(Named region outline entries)
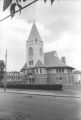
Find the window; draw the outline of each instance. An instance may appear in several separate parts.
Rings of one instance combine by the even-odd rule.
[[[59,80],[62,80],[62,77],[59,77]]]
[[[56,69],[57,73],[59,72],[58,68]]]
[[[42,73],[42,68],[40,68],[40,73]]]
[[[59,73],[61,73],[61,68],[59,69]]]
[[[30,48],[29,48],[29,57],[32,57],[32,56],[33,56],[33,48],[30,47]]]
[[[64,68],[62,68],[62,73],[64,73]]]
[[[37,39],[35,38],[35,42],[37,43]]]
[[[36,73],[38,73],[38,68],[36,68]]]

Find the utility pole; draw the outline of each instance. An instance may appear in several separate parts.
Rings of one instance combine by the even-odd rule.
[[[6,69],[7,69],[7,50],[6,50],[6,54],[5,54],[5,76],[4,76],[4,92],[6,92],[6,78],[7,78],[7,73],[6,73]]]

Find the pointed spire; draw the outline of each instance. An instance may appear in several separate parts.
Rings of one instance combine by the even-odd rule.
[[[35,24],[35,21],[33,21],[32,29],[31,29],[31,32],[29,34],[28,41],[32,41],[35,39],[37,39],[38,41],[41,41],[41,37],[40,37],[40,34],[38,32],[37,26]]]

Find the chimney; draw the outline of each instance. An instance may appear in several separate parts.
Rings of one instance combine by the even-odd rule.
[[[64,64],[66,64],[66,58],[63,56],[63,57],[61,57],[61,61],[64,63]]]

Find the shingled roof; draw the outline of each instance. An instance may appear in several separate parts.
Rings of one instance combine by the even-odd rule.
[[[56,51],[44,53],[44,64],[47,66],[47,68],[53,68],[53,67],[72,68],[70,66],[67,66],[65,63],[61,61],[61,59],[59,59],[59,57],[56,54]]]

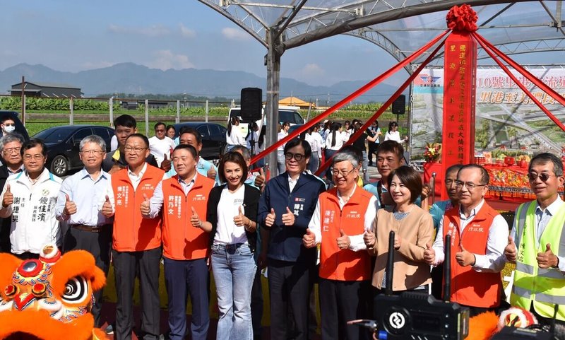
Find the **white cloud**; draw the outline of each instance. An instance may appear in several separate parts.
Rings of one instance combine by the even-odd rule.
[[[321,77],[326,76],[326,70],[317,64],[307,64],[300,71],[301,78]]]
[[[145,35],[146,37],[162,37],[170,34],[169,28],[162,25],[152,25],[148,27],[124,27],[111,24],[108,30],[114,33]]]
[[[249,40],[251,36],[244,30],[239,28],[227,27],[222,29],[222,34],[231,40]]]
[[[169,69],[182,69],[194,67],[188,57],[184,54],[175,54],[170,49],[155,51],[153,54],[155,59],[147,65],[153,69],[165,71]]]
[[[194,30],[191,30],[182,23],[179,24],[179,28],[181,30],[181,35],[184,37],[194,37],[196,36],[196,32]]]

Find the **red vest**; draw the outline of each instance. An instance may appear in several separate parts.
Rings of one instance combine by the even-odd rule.
[[[371,257],[367,251],[339,249],[336,239],[340,237],[340,228],[349,235],[364,233],[365,211],[372,197],[370,192],[355,188],[353,196],[341,210],[337,188],[320,194],[320,277],[338,281],[371,279]]]
[[[500,305],[500,291],[502,289],[500,273],[480,273],[473,270],[471,266],[460,266],[455,259],[456,253],[460,251],[460,242],[467,251],[473,254],[484,255],[487,253],[489,230],[496,215],[499,213],[496,210],[487,202],[483,203],[460,238],[459,208],[454,207],[446,211],[444,240],[448,233],[451,235],[451,245],[445,245],[451,247],[451,301],[487,308]],[[445,259],[445,261],[448,260]]]
[[[112,246],[119,252],[139,252],[161,246],[161,218],[143,218],[140,207],[143,194],[147,197],[162,179],[165,172],[147,165],[143,177],[133,190],[128,177],[128,168],[112,175],[112,187],[116,213],[114,215],[114,232]]]
[[[189,192],[184,191],[179,176],[175,175],[162,182],[163,189],[163,256],[172,259],[196,259],[206,257],[209,236],[190,223],[192,209],[202,221],[206,220],[206,205],[208,194],[215,182],[201,175]]]

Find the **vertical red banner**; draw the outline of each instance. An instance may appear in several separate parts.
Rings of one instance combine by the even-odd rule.
[[[445,46],[441,180],[449,166],[475,160],[477,42],[468,32],[453,31]]]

| EXERCISE AIM |
Print every line of the entries above verbatim, leaving out the pictures.

| EXERCISE OUTPUT |
Find the window; draw the outline of each instance. An instance may appear in several separate parts.
Rings of one instance combine by the even-odd rule.
[[[59,80],[62,80],[62,77],[59,77]]]
[[[56,69],[57,73],[59,72],[58,68]]]
[[[42,73],[42,68],[40,68],[40,73]]]
[[[59,73],[61,73],[61,68],[59,69]]]
[[[30,48],[29,48],[29,57],[32,57],[32,56],[33,56],[33,48],[30,47]]]
[[[64,68],[62,68],[62,73],[64,73]]]
[[[37,39],[35,38],[35,42],[37,43]]]
[[[36,73],[38,73],[38,68],[36,68]]]

Find the utility pole; draw the outline of each instance. An instance may appear in several separate parts.
Rings of one instance combine by the even-odd rule.
[[[6,69],[7,69],[7,50],[6,50],[6,54],[5,54],[5,76],[4,76],[4,92],[6,92],[6,78],[7,78],[7,73],[6,73]]]

Find the pointed spire; draw the outline of each instance. An instance may appear in several separate parts.
Rings of one instance combine by the even-odd rule.
[[[35,24],[35,21],[33,21],[32,29],[31,29],[31,32],[29,34],[28,41],[32,41],[35,39],[37,39],[38,41],[41,41],[41,37],[40,37],[40,34],[38,32],[37,26]]]

Find the chimney; draw the outline of each instance. An instance may appear in several separate parts.
Rings of one instance combine by the even-odd rule.
[[[64,64],[66,64],[66,58],[63,56],[63,57],[61,57],[61,61],[64,63]]]

Find the shingled roof; draw the outline of each instance. An instance may appear in several separate parts.
Rings of one instance combine by the even-odd rule.
[[[56,51],[44,53],[44,64],[47,66],[47,68],[53,68],[53,67],[72,68],[70,66],[67,66],[65,63],[61,61],[61,59],[59,59],[59,57],[56,54]]]

Find the **white cloud**; draw the outline of each instance. An instance may appear in several separate parts.
Rings of one instance combine by the even-odd rule.
[[[321,77],[326,76],[326,70],[317,64],[307,64],[300,71],[301,78]]]
[[[145,35],[146,37],[162,37],[170,34],[169,28],[162,25],[152,25],[148,27],[124,27],[111,24],[108,30],[114,33]]]
[[[249,40],[251,36],[244,30],[239,28],[227,27],[222,29],[222,34],[231,40]]]
[[[169,69],[182,69],[194,67],[188,57],[184,54],[175,54],[170,49],[155,51],[153,54],[155,59],[147,65],[153,69],[165,71]]]
[[[194,30],[191,30],[182,23],[179,24],[179,28],[181,30],[181,35],[184,37],[194,37],[196,36],[196,32]]]

Find the **red vest**; draw the outline of each instance. An instance may appear in several separate parts.
Rings of one instance combine by the even-odd rule.
[[[371,257],[367,251],[339,249],[336,239],[340,237],[340,228],[349,235],[364,233],[365,211],[372,197],[370,192],[355,188],[353,196],[341,210],[337,188],[320,194],[320,277],[338,281],[371,279]]]
[[[500,305],[500,291],[502,289],[500,273],[480,273],[473,270],[471,266],[460,266],[455,259],[456,253],[460,251],[460,242],[467,251],[473,254],[484,255],[487,253],[489,230],[496,215],[499,213],[496,210],[487,202],[483,203],[460,238],[459,208],[454,207],[446,211],[444,240],[448,233],[451,235],[451,245],[445,245],[451,247],[451,301],[487,308]],[[445,259],[445,261],[448,260]]]
[[[112,246],[119,252],[139,252],[161,246],[161,218],[143,218],[140,207],[143,194],[147,197],[162,179],[165,172],[147,165],[143,177],[133,190],[128,177],[128,168],[112,175],[112,187],[116,213],[114,215],[114,232]]]
[[[189,192],[184,191],[179,176],[175,175],[162,182],[163,189],[163,256],[172,259],[196,259],[206,257],[209,236],[190,223],[192,209],[202,221],[206,220],[206,205],[208,194],[215,182],[201,175]]]

Find the **vertical red banner**; draw the outline of each instance. An instance may appear in several separate parts.
Rings of one instance combine by the even-odd rule.
[[[445,46],[441,180],[449,166],[475,160],[477,42],[468,32],[453,31]]]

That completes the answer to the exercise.